TASK: Count the lines in the records below that contain the string "face", where case counts. Reply with only that number.

GIVEN DATA:
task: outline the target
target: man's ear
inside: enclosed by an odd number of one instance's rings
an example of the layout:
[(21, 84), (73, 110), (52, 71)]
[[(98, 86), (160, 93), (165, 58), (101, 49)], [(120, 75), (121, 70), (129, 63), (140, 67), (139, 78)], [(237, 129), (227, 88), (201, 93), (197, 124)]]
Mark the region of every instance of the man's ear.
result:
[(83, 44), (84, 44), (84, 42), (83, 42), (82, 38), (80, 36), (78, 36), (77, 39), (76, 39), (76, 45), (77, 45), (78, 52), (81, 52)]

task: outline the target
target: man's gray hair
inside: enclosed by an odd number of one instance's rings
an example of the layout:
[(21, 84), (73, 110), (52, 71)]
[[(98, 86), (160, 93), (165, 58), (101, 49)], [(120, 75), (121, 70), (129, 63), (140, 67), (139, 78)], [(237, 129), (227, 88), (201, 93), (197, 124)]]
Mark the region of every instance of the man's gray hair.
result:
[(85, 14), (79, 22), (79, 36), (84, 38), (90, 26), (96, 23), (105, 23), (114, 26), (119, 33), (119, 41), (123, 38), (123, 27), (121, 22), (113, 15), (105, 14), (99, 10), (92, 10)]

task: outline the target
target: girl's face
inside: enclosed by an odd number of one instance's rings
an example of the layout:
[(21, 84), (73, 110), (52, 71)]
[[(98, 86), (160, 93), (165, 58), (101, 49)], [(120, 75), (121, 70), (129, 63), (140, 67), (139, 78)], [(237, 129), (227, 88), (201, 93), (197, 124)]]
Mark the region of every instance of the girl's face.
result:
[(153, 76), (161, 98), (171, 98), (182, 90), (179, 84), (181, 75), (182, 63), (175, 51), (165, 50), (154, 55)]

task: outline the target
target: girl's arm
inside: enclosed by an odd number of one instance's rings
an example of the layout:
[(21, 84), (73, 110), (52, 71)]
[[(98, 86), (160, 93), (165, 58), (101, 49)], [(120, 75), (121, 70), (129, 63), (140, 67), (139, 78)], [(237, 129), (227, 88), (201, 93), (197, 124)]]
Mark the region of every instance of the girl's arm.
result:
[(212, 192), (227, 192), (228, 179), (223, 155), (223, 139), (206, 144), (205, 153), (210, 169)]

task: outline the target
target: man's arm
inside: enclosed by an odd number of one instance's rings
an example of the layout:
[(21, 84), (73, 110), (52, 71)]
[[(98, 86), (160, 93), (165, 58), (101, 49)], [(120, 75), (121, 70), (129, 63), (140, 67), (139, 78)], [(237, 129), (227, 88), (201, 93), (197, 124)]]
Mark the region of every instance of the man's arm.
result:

---

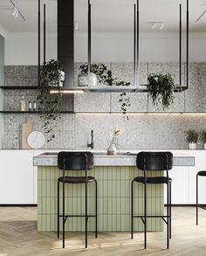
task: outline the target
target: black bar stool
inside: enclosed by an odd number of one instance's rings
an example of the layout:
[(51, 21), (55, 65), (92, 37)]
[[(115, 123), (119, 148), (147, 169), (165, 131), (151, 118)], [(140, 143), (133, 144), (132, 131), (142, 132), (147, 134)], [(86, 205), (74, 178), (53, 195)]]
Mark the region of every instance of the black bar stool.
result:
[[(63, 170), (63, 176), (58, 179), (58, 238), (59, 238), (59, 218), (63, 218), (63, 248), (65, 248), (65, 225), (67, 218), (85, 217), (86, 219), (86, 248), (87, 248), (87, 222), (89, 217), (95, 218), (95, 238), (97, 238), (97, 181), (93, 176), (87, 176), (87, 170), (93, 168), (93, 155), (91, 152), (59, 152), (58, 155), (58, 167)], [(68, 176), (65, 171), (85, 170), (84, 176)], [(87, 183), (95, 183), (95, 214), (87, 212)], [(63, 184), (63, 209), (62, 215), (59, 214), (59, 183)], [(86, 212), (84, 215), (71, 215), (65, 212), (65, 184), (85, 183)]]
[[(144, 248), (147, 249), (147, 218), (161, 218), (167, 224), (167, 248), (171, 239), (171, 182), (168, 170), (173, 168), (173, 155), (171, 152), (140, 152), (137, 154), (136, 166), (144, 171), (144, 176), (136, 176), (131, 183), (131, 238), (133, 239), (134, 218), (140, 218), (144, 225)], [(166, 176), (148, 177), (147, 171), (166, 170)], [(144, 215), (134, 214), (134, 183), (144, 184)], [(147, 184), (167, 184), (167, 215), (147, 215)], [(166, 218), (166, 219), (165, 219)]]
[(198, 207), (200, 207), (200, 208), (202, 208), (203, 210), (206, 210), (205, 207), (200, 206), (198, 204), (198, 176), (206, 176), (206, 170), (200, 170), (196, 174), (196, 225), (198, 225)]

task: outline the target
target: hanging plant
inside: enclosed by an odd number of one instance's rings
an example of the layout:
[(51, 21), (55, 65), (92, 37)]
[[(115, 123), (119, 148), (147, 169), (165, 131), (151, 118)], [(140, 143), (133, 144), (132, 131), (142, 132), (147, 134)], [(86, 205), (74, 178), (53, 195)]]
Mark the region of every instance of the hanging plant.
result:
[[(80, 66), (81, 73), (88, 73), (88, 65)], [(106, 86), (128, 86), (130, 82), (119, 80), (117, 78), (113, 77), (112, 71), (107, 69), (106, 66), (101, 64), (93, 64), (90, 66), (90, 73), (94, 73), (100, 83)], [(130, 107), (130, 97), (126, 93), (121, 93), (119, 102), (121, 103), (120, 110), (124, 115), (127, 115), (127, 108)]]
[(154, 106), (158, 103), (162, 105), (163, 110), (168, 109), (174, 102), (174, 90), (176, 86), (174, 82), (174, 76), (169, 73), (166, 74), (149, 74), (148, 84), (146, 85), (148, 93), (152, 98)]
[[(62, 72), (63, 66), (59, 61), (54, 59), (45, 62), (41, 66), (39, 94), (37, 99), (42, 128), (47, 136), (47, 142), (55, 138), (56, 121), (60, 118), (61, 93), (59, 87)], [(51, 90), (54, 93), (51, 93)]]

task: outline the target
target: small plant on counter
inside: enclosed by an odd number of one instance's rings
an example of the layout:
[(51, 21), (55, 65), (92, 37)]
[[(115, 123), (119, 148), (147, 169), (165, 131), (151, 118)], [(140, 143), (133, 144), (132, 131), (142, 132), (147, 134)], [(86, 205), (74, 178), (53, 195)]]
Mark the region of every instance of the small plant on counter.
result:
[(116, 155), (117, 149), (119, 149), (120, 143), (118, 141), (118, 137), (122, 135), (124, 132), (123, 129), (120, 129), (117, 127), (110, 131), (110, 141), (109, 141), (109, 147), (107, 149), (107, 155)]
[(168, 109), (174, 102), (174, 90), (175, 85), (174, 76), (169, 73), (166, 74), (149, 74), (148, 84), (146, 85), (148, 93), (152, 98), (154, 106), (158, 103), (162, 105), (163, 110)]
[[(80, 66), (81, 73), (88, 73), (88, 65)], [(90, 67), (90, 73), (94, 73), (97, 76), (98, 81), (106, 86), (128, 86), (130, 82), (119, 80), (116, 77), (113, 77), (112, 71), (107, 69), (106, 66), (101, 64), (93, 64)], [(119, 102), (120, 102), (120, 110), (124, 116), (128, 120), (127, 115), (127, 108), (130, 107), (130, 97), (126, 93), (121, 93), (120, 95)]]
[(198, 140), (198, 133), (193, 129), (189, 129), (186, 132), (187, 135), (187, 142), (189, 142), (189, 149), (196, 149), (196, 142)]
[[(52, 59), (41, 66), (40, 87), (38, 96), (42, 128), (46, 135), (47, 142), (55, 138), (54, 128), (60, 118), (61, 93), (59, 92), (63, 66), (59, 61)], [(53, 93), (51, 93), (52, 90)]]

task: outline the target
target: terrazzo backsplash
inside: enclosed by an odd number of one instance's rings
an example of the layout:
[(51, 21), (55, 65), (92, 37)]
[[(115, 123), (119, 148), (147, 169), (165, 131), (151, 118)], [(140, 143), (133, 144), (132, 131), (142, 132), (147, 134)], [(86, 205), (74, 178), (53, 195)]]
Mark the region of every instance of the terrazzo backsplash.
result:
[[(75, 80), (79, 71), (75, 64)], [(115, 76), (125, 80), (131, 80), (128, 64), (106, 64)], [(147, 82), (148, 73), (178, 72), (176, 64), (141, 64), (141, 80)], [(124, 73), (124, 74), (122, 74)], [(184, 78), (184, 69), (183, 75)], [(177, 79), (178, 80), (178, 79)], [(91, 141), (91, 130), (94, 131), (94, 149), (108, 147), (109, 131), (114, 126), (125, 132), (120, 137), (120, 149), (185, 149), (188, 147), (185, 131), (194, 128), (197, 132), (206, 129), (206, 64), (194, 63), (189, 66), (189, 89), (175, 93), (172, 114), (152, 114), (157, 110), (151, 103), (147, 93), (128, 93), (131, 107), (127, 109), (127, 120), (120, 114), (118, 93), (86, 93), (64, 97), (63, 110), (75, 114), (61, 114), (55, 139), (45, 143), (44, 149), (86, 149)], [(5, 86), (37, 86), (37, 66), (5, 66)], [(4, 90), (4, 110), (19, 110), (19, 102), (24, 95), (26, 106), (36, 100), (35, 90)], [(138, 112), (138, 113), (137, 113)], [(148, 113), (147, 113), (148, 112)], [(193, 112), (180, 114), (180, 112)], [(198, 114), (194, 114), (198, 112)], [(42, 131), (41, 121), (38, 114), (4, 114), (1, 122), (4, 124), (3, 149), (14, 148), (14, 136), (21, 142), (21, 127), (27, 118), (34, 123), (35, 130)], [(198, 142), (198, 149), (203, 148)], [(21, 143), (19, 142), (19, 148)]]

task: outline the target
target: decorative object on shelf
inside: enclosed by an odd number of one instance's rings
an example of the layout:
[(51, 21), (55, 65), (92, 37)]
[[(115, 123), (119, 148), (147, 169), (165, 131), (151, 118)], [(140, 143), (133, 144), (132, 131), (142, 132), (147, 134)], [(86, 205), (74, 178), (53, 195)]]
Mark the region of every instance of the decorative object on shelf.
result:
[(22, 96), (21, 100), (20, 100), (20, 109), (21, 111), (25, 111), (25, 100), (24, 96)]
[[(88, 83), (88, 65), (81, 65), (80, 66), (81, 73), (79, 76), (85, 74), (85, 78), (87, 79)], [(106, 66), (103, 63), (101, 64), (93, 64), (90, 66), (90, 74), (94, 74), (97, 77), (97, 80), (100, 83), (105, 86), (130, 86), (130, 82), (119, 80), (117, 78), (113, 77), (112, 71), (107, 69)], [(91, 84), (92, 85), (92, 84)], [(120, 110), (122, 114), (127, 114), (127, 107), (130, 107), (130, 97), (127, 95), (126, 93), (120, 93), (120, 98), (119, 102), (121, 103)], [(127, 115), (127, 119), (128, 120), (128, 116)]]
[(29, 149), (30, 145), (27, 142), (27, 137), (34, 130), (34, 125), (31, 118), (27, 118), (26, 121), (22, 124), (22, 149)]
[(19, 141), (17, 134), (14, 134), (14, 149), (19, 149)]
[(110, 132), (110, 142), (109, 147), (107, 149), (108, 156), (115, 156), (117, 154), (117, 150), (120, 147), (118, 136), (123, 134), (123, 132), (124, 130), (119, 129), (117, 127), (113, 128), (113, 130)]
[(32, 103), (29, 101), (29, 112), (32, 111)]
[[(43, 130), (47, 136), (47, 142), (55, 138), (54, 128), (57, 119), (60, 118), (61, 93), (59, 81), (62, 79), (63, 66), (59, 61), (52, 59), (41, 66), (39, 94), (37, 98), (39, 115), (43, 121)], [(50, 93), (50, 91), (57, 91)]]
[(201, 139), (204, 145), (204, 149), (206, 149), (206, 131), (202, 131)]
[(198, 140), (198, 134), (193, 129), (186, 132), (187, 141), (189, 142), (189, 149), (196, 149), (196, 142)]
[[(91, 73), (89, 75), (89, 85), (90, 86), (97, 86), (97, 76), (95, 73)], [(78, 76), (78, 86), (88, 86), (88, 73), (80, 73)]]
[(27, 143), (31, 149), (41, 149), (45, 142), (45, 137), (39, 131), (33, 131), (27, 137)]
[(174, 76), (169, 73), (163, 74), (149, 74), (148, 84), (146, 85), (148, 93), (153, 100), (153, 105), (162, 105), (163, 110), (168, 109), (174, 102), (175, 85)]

* * *

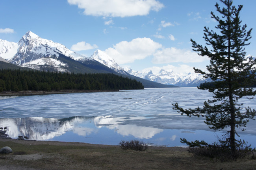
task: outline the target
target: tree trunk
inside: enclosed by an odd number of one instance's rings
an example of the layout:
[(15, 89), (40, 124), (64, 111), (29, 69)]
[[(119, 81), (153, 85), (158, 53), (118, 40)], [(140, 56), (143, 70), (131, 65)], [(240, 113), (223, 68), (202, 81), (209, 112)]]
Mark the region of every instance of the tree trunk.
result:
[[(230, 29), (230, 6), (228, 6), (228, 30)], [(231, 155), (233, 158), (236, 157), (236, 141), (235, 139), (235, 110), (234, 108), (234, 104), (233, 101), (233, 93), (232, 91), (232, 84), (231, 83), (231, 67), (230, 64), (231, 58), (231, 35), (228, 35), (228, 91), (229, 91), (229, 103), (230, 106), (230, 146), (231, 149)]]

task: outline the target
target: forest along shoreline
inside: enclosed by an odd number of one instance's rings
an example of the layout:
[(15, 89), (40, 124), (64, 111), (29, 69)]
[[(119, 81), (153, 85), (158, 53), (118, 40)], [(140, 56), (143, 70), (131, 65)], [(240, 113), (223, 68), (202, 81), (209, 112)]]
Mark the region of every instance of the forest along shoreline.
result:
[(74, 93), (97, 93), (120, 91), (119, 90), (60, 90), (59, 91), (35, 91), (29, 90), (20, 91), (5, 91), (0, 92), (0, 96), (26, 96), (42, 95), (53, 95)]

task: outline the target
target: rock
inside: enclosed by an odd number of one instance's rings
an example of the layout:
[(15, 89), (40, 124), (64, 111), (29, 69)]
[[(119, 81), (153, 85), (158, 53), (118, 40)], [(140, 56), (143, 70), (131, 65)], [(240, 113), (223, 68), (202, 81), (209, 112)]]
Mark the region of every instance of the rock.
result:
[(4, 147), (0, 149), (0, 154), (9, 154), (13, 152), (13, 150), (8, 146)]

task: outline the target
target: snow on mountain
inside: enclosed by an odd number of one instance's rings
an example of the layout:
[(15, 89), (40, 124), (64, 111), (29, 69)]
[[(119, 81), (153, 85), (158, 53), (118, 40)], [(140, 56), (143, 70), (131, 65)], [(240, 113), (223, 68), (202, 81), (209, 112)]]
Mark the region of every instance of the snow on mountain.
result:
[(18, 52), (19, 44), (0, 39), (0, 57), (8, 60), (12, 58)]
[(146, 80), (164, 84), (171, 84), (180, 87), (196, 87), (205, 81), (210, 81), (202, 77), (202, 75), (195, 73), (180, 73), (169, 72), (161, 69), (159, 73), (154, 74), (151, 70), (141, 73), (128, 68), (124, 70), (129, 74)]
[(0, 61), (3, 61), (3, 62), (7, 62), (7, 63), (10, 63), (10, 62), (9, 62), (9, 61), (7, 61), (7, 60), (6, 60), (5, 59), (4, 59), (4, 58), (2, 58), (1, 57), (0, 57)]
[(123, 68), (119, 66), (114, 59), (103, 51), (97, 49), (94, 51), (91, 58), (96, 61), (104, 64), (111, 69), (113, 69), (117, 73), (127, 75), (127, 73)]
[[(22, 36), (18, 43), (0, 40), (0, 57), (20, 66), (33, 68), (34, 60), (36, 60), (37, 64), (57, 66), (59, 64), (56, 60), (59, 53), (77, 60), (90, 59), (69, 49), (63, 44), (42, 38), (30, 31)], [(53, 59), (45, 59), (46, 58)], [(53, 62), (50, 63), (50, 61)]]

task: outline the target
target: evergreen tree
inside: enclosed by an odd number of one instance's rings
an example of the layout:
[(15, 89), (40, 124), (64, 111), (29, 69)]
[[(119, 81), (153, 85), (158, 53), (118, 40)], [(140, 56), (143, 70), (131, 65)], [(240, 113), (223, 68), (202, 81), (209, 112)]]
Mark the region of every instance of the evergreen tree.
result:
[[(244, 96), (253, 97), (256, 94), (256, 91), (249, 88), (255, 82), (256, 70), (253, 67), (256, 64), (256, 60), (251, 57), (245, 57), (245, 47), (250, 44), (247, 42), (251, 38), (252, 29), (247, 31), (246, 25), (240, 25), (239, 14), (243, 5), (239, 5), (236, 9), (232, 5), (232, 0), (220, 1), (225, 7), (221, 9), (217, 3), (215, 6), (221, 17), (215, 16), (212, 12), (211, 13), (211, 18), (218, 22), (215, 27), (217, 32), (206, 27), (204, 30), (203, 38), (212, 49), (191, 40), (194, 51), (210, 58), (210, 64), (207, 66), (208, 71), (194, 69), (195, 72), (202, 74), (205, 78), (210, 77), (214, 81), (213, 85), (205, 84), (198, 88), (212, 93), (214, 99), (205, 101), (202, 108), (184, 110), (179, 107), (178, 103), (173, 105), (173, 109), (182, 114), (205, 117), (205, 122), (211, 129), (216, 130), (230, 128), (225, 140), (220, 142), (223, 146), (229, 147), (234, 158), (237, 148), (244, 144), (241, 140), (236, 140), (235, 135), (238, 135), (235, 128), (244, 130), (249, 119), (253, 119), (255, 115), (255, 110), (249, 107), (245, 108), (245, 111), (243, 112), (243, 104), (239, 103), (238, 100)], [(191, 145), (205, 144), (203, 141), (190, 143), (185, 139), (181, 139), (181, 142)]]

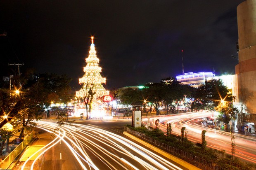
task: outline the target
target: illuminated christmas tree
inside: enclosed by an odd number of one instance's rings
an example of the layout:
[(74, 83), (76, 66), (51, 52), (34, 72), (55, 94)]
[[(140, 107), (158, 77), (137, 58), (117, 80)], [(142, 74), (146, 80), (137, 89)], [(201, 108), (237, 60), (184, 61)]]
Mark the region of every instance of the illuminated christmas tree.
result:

WRITTEN SOLUTION: 2